> _WORK TASK_: From the line containing "detect the red fire" through the last line of the records, print every line exactly and nothing more.

Start of EXERCISE MATERIALS

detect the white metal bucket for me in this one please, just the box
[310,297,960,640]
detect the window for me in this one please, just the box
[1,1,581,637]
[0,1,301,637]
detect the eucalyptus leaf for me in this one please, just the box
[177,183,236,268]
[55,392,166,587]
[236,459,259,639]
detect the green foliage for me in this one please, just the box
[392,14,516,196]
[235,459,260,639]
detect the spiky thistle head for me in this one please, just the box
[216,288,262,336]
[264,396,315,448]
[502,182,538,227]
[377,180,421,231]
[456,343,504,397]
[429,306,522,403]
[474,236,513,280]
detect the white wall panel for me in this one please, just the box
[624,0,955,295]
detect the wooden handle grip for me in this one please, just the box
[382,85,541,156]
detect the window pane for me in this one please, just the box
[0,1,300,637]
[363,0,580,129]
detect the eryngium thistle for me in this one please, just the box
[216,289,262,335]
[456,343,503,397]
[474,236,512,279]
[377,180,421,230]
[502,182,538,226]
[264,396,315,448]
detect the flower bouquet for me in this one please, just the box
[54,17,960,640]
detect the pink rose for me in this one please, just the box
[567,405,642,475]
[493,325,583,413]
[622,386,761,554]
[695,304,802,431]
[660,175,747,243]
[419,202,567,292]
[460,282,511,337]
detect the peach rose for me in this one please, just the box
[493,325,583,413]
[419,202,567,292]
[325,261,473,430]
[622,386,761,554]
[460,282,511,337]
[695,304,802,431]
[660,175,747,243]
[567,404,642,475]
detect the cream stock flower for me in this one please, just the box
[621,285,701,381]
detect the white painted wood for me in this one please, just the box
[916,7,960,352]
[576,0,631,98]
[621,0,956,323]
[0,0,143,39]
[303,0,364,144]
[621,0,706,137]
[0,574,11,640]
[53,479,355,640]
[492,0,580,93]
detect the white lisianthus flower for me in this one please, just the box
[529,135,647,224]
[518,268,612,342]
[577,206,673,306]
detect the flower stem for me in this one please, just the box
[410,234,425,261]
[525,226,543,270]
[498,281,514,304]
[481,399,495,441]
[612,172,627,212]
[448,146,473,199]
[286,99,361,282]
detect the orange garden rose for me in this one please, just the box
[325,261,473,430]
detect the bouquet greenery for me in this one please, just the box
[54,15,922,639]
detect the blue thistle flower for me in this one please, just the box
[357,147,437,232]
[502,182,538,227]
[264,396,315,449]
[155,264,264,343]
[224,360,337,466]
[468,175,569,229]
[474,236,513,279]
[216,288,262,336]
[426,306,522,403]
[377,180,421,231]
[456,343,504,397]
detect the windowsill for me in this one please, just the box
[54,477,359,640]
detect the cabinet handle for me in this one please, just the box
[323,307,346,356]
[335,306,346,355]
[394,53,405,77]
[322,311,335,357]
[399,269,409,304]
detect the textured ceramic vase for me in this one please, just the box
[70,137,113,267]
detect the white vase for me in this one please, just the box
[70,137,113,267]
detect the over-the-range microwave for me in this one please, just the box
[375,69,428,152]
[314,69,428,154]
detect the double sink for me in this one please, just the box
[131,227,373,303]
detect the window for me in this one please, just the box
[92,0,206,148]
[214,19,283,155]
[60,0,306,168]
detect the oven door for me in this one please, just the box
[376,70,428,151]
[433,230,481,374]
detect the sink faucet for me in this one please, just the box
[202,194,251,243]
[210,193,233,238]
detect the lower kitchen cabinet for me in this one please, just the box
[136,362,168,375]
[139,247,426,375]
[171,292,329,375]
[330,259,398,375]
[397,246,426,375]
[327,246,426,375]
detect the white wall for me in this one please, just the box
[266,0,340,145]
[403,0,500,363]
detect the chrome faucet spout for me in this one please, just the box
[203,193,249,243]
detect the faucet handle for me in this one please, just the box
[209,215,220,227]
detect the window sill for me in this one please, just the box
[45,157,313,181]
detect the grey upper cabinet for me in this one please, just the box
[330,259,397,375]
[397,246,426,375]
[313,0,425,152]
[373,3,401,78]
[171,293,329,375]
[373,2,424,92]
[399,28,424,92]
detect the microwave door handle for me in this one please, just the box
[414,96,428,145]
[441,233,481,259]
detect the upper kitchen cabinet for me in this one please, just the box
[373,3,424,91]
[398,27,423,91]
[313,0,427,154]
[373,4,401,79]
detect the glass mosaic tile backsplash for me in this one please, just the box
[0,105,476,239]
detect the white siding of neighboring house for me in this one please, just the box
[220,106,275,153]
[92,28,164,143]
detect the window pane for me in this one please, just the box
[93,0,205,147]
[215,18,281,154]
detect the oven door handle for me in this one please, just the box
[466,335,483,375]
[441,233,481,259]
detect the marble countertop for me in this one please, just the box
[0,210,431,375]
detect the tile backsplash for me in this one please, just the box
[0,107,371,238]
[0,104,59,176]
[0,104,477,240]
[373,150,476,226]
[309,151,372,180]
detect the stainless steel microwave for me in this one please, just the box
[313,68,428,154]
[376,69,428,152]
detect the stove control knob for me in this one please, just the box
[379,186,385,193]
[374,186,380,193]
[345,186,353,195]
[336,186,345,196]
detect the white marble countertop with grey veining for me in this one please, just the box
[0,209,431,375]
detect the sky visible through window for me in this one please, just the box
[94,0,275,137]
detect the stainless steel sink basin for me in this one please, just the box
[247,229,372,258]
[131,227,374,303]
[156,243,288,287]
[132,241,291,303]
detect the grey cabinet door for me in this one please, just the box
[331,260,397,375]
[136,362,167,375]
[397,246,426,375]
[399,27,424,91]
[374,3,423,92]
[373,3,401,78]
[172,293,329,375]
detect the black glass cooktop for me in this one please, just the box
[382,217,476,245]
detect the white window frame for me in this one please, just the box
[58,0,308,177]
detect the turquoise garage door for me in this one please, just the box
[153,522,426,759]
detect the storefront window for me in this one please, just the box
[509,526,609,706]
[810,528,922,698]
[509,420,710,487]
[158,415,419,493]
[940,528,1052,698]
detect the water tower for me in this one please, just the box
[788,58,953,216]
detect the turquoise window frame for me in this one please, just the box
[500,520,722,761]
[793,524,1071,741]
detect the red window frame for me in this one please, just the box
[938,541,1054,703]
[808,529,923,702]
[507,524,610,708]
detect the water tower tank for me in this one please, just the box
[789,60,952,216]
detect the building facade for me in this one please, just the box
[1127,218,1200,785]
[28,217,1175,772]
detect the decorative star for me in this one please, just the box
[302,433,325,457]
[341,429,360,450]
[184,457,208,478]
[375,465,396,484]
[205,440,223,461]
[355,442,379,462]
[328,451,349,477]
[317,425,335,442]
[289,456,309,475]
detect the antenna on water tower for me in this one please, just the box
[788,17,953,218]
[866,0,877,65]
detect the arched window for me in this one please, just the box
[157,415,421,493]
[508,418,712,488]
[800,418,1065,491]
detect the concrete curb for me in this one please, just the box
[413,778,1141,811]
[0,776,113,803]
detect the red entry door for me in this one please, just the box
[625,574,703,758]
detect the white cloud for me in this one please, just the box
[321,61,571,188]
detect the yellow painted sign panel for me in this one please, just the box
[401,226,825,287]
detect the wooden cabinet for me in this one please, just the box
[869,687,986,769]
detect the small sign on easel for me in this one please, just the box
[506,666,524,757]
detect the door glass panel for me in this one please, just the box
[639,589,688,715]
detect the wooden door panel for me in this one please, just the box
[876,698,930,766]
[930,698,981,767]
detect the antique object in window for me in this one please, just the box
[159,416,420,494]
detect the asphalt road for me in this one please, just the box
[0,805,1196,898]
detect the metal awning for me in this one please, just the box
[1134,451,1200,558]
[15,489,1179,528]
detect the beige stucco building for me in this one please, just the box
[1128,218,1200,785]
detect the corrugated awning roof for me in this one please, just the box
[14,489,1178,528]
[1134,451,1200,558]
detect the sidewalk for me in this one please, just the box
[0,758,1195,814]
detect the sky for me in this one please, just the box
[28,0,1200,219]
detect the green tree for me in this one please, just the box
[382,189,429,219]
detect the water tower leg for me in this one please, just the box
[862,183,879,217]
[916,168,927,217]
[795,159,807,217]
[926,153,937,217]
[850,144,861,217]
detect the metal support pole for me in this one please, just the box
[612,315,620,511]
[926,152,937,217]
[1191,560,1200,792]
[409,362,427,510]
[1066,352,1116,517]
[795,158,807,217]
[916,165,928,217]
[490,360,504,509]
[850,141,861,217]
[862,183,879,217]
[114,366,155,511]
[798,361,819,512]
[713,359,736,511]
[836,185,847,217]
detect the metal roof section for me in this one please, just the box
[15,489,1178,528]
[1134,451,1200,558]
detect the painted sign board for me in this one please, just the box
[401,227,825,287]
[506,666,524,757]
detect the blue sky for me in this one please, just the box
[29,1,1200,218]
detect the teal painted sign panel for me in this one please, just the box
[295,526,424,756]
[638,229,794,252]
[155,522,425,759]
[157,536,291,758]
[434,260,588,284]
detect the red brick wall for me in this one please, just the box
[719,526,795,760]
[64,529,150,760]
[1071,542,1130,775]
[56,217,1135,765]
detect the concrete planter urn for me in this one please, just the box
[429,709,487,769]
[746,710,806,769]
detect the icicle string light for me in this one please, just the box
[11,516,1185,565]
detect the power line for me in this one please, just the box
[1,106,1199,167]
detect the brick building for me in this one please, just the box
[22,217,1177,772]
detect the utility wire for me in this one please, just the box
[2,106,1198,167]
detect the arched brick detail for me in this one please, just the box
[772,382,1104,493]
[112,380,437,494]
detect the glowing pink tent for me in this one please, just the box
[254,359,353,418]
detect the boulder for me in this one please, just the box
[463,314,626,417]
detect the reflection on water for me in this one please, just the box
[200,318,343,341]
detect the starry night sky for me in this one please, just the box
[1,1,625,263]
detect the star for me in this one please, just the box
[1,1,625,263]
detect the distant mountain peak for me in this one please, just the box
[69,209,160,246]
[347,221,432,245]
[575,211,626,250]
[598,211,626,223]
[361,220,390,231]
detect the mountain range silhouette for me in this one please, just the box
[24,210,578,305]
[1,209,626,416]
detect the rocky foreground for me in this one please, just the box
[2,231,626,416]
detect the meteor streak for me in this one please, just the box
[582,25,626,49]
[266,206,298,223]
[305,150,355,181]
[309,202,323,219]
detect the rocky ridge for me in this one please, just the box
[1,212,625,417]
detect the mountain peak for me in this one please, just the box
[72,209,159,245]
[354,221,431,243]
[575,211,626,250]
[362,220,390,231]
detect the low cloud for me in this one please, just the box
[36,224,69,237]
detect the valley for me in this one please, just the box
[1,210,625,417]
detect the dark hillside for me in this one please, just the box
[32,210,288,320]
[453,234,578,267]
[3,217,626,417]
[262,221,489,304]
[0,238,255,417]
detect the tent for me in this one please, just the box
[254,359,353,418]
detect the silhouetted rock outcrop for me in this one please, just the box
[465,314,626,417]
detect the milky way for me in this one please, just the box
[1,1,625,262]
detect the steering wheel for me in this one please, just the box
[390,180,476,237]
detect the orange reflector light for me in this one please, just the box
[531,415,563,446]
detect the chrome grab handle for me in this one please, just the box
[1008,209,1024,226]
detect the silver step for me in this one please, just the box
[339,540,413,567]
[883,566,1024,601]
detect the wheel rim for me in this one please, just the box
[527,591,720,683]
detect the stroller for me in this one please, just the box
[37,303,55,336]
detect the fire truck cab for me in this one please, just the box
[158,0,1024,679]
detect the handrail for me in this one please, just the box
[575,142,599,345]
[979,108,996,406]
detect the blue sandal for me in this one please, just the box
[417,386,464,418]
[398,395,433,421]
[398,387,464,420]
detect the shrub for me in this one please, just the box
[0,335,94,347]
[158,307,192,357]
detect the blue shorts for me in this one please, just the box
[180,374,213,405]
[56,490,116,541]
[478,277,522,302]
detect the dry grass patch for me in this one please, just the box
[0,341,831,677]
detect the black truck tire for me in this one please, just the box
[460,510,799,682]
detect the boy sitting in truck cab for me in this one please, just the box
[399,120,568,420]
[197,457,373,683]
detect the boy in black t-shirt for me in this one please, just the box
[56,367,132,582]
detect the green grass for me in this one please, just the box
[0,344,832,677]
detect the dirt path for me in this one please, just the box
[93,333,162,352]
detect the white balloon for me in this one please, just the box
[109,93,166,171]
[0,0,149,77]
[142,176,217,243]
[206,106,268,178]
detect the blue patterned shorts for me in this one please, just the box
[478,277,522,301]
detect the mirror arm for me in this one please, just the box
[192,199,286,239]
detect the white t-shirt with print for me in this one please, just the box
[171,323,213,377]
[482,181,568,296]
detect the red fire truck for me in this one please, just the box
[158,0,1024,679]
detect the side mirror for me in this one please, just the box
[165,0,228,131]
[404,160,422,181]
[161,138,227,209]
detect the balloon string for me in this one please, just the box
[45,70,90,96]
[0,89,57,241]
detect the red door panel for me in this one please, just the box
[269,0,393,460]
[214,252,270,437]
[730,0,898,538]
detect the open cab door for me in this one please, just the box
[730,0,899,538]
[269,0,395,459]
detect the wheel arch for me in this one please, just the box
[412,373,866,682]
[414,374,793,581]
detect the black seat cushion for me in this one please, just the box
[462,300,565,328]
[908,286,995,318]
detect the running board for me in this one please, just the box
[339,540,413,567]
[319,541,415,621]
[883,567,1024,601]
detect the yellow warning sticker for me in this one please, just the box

End of EXERCISE MATERIALS

> _ANSWER TO THE PROBLEM_:
detect the red fire truck for me in this one please, just the box
[158,0,1024,679]
detect the side mirror for me in this one please, just the box
[165,0,228,131]
[404,160,422,181]
[161,138,227,209]
detect the balloon string for me in this one please, just the box
[45,70,90,96]
[0,89,57,241]
detect the red door panel for me in this one please, just the box
[269,0,393,460]
[214,252,270,437]
[730,0,898,538]
detect the open cab door for me in this one please, just the box
[730,0,899,538]
[269,0,395,459]
detect the wheel arch for me in this one please, just the box
[412,373,866,682]
[414,374,793,581]
detect the black seat cushion for me in this one please, just the box
[462,300,565,328]
[908,286,995,318]
detect the running board for me in this one please, just the box
[339,540,413,567]
[319,541,415,621]
[883,567,1024,601]
detect the yellow warning sticker for me in this one please, just the box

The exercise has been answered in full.